Saved data entries
•••
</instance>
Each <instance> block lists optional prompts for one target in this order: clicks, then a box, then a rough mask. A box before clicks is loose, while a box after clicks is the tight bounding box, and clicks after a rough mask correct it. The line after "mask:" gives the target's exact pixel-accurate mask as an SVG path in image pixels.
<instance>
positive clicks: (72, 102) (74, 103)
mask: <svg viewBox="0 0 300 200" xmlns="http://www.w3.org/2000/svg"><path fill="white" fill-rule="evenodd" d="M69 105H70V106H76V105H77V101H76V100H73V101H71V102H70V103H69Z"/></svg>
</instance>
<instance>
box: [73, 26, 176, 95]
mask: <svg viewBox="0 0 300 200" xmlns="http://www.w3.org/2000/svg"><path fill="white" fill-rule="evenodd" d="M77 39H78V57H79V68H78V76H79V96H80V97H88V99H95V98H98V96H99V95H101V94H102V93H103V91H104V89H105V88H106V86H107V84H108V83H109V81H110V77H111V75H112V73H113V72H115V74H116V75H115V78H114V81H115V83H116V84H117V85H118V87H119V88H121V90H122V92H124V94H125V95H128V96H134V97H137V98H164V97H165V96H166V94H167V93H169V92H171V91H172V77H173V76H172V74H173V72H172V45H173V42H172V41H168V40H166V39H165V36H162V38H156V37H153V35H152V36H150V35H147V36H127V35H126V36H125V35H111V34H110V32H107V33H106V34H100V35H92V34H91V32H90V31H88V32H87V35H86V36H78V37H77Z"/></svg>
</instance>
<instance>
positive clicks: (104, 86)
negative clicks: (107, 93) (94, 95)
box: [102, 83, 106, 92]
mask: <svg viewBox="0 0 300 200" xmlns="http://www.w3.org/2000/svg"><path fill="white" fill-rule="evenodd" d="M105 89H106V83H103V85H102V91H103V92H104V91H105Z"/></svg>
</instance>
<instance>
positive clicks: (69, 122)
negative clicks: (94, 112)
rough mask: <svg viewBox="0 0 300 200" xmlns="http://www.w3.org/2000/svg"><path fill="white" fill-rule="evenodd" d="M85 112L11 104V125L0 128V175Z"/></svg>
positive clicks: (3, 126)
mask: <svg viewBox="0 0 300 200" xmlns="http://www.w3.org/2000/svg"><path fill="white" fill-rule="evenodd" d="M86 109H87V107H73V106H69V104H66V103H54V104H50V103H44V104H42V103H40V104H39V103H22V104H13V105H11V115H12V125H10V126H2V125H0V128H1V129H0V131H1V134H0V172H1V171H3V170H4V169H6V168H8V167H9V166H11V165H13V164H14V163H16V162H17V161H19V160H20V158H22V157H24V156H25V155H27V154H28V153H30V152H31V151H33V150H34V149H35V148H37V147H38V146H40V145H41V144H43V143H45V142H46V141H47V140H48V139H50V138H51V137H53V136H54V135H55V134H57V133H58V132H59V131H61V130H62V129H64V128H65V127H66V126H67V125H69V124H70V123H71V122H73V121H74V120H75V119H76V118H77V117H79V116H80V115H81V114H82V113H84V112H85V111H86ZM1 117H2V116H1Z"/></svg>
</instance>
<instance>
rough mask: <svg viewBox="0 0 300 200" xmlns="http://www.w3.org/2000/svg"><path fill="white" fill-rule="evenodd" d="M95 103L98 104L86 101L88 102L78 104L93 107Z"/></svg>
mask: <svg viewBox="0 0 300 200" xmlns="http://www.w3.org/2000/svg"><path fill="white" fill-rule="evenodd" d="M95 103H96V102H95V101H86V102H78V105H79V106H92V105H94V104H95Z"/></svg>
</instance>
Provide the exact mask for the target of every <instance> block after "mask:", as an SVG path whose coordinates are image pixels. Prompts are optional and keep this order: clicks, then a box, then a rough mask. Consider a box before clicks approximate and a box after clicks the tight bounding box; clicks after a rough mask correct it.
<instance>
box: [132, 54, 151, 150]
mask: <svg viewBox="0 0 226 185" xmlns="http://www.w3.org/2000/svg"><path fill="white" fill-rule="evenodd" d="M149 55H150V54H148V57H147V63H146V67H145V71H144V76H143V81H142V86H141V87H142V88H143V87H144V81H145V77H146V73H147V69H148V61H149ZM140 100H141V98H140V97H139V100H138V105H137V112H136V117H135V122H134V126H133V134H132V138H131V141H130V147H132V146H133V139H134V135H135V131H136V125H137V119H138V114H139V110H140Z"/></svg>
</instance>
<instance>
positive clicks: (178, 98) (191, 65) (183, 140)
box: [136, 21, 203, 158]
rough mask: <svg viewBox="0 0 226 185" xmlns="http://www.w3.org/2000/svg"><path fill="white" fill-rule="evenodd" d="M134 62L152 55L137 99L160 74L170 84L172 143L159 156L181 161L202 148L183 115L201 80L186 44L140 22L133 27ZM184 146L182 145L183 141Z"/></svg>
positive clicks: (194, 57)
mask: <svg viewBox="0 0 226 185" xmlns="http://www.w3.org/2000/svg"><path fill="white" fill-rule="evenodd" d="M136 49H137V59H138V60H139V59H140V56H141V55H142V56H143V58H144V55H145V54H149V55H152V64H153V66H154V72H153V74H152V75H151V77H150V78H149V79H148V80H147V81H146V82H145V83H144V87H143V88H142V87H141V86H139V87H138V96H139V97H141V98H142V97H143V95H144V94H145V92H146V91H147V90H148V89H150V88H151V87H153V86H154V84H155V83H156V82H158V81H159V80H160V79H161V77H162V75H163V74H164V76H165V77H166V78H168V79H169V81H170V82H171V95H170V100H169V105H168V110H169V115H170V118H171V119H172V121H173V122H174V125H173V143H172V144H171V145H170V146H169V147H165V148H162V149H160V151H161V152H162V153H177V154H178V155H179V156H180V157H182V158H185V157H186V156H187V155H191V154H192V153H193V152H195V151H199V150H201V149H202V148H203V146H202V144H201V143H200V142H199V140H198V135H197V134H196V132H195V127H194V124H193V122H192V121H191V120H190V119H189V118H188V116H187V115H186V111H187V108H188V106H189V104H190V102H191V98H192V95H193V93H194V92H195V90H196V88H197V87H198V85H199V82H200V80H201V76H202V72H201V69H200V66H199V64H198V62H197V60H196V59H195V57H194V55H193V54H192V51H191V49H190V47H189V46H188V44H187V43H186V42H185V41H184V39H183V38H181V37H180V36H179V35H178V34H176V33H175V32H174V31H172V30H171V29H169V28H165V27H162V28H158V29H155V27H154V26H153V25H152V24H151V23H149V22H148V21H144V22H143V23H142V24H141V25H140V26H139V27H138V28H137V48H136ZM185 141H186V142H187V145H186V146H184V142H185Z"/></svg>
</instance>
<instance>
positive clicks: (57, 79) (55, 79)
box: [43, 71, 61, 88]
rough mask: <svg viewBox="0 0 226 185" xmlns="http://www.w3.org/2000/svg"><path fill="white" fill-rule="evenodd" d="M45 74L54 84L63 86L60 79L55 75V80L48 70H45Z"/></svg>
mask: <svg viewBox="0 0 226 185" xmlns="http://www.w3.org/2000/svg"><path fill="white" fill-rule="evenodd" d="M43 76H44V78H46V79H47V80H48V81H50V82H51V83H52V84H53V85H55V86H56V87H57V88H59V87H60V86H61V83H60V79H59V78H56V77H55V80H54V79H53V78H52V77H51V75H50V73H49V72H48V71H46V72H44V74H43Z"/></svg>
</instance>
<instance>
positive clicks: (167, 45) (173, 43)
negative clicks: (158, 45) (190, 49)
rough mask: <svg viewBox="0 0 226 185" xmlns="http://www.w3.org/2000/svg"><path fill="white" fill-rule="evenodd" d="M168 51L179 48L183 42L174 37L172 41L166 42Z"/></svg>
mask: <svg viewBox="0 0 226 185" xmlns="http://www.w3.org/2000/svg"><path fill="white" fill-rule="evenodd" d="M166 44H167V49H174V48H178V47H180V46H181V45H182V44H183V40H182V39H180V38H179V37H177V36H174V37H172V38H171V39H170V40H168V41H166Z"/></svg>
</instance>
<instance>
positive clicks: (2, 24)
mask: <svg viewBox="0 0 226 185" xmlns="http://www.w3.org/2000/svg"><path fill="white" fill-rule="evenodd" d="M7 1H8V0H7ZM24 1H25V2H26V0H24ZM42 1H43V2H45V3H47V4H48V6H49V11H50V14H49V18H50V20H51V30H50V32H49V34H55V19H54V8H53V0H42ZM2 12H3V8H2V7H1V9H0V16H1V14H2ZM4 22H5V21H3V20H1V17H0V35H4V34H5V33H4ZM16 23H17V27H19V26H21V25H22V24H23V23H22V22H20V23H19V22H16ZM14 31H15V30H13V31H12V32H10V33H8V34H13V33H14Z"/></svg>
•••
- Task description
All lines that contain the word "correct" must be copied from the records above.

- Result of the task
Each <instance> block lists optional prompts for one target in this order: clicks, then a box, then a rough mask. A box before clicks is loose, while a box after clicks is the tight bounding box, and clicks after a rough mask correct it. The line after "mask:" gives the target's exact pixel-accurate mask as an SVG path in image pixels.
Provide the exact mask for the target of every <instance> block after "mask:", as an SVG path whose coordinates are image pixels. Prompts are optional and keep this order: clicks, then a box, then a rough mask. Consider a box before clicks approximate and a box after clicks the tight bounding box; clicks after a rough mask correct it.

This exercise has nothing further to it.